## Exercise
Pictures in the listing should not be copied. Reproduce, word for word, each line from the one holding "Runbook entry — pointing. Input: the photo below" through the final line.

Dataset excerpts on object pointing:
╔══

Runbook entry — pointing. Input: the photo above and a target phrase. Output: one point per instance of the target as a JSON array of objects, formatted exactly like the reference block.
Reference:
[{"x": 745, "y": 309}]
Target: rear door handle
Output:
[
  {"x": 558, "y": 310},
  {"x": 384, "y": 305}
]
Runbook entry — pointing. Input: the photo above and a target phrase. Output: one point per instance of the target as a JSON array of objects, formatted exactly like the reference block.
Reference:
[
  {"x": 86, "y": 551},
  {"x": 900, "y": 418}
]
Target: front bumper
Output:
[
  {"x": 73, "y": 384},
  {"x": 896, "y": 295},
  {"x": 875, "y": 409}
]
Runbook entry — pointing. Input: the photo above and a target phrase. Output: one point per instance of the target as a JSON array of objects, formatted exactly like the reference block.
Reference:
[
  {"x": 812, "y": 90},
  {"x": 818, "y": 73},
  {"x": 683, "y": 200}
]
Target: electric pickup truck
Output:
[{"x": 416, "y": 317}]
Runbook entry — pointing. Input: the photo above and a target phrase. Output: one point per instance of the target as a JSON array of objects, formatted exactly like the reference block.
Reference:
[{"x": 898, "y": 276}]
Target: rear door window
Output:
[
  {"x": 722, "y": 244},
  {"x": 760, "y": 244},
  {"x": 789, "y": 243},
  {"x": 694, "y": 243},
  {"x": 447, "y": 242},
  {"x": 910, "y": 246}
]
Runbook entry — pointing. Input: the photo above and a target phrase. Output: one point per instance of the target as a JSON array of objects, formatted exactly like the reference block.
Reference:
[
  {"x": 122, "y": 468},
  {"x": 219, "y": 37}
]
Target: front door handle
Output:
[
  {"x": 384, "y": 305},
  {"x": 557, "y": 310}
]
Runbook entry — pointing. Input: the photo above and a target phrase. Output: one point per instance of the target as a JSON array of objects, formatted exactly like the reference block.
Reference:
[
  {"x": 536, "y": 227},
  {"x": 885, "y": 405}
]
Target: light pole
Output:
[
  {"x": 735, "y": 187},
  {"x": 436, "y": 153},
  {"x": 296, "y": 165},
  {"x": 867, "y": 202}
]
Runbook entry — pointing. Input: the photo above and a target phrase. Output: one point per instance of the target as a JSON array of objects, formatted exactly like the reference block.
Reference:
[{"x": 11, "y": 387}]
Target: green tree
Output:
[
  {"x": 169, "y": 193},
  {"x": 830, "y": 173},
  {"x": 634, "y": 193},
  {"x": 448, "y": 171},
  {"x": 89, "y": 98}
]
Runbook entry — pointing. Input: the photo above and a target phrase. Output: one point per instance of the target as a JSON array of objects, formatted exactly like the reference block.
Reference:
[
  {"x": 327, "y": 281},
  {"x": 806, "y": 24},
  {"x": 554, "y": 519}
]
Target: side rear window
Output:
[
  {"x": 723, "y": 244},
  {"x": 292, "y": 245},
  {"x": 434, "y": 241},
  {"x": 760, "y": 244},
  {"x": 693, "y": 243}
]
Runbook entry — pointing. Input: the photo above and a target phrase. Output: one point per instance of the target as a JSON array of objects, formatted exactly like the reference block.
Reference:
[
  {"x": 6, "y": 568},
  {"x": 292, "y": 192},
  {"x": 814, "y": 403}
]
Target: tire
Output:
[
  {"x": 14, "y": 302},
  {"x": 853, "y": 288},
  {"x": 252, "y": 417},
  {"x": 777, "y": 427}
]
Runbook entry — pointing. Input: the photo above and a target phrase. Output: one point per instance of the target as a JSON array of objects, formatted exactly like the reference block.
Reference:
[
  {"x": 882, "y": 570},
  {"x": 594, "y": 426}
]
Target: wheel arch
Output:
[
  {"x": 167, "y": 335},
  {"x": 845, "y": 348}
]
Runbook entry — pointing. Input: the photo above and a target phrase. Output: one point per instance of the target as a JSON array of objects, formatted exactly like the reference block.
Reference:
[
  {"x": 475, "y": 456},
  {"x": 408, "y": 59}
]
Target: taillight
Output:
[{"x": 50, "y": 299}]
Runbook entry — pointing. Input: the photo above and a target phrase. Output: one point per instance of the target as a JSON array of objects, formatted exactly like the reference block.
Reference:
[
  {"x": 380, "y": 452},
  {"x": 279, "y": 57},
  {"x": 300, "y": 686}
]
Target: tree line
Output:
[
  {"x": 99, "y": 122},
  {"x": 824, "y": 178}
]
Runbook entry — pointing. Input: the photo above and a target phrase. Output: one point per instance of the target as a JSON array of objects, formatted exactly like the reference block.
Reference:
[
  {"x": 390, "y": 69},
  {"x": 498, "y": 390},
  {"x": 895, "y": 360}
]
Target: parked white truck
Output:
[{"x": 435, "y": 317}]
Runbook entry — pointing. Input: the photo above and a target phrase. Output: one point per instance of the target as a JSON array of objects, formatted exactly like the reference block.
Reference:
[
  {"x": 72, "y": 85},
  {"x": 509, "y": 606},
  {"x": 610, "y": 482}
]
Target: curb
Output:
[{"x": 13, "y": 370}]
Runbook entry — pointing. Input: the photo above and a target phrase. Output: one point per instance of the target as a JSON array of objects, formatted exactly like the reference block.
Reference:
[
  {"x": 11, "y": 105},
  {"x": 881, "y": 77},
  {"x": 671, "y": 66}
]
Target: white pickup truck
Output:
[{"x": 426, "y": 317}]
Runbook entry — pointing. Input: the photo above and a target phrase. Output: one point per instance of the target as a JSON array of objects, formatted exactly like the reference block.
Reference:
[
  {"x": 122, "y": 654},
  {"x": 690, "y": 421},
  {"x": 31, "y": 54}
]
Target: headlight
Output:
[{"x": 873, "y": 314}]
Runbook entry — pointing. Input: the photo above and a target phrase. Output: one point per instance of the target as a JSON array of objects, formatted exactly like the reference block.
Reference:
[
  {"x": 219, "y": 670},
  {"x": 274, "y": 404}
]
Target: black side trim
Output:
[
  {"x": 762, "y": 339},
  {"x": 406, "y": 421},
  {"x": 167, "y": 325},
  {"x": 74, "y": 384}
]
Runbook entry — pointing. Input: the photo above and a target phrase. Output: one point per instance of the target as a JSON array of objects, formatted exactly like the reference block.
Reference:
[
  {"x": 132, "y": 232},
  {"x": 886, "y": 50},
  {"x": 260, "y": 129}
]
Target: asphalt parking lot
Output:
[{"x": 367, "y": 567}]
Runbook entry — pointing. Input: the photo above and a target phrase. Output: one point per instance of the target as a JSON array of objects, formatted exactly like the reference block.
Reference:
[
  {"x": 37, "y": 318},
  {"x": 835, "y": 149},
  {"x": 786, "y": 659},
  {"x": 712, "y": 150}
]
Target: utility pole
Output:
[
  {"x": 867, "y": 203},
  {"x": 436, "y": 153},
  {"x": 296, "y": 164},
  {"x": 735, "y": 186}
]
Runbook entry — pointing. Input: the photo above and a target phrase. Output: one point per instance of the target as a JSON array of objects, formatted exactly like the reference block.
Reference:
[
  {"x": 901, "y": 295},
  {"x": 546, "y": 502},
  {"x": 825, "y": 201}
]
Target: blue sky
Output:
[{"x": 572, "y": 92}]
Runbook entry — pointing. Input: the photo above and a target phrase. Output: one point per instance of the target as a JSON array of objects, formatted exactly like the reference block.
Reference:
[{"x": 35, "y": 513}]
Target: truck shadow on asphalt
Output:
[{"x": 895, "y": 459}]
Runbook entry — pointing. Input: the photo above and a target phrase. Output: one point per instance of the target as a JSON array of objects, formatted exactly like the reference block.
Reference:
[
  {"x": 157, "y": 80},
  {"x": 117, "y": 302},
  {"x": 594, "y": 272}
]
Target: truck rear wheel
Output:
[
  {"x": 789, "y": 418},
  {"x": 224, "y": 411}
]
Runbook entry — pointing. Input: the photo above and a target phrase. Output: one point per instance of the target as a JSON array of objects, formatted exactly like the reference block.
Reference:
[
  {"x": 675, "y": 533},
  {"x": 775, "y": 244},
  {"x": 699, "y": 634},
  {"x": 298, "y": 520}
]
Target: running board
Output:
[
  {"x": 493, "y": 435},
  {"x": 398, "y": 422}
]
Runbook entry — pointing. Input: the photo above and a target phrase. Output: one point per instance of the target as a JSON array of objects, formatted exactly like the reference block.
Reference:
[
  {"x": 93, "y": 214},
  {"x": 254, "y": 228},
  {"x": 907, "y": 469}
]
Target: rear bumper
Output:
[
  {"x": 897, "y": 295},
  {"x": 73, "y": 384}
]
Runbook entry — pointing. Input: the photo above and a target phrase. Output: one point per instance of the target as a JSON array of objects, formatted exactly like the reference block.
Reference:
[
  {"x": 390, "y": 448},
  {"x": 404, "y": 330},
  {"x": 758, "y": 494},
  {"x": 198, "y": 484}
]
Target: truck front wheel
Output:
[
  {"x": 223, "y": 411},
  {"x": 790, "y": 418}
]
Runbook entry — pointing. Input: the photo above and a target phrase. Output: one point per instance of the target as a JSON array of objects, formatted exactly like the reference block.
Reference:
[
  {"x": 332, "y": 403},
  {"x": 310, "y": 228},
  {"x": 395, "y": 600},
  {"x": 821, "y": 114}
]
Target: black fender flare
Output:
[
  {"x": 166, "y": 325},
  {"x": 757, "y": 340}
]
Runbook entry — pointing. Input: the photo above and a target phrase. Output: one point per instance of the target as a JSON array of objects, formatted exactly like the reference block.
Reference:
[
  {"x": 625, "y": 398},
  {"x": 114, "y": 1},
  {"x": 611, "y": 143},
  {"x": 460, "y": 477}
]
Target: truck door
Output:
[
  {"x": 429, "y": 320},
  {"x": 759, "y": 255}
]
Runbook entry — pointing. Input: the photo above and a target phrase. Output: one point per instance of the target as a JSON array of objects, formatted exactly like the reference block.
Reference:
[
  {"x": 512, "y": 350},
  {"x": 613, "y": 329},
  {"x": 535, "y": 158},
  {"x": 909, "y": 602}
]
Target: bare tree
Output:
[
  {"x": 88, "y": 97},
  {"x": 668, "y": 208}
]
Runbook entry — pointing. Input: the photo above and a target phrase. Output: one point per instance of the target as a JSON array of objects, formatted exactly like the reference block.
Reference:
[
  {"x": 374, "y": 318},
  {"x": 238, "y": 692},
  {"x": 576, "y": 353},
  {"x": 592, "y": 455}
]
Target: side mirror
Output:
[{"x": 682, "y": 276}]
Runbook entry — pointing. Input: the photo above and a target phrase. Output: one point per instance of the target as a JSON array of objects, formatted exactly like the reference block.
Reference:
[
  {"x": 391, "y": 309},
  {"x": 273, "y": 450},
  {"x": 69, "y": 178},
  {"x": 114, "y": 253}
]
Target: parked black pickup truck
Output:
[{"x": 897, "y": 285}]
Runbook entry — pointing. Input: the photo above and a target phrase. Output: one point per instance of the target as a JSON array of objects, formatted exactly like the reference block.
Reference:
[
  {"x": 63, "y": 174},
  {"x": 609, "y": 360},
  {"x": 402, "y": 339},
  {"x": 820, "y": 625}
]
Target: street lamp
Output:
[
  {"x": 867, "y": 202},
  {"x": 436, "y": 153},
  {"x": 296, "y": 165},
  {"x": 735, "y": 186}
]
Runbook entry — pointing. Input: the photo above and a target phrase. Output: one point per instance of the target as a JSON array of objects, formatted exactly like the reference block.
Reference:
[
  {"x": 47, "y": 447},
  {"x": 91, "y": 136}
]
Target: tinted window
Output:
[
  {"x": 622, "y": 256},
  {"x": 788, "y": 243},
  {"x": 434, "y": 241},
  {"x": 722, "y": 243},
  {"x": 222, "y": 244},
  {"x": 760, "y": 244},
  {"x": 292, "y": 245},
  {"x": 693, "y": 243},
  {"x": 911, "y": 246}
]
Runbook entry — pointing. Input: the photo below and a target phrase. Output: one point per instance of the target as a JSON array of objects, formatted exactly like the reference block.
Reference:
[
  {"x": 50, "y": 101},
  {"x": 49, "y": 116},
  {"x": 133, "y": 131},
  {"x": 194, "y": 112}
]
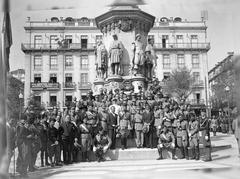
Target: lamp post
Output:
[
  {"x": 20, "y": 96},
  {"x": 227, "y": 89}
]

╚══

## Result for this task
Runbook entry — pointing. Input: the photo below and a target phrase. Output: one point per instance of the target as a JSON array of objects, formatted exactly like the reference block.
Reference:
[
  {"x": 50, "y": 101},
  {"x": 49, "y": 116},
  {"x": 133, "y": 131},
  {"x": 194, "y": 112}
]
Target: lamp post
Output:
[
  {"x": 20, "y": 96},
  {"x": 227, "y": 89}
]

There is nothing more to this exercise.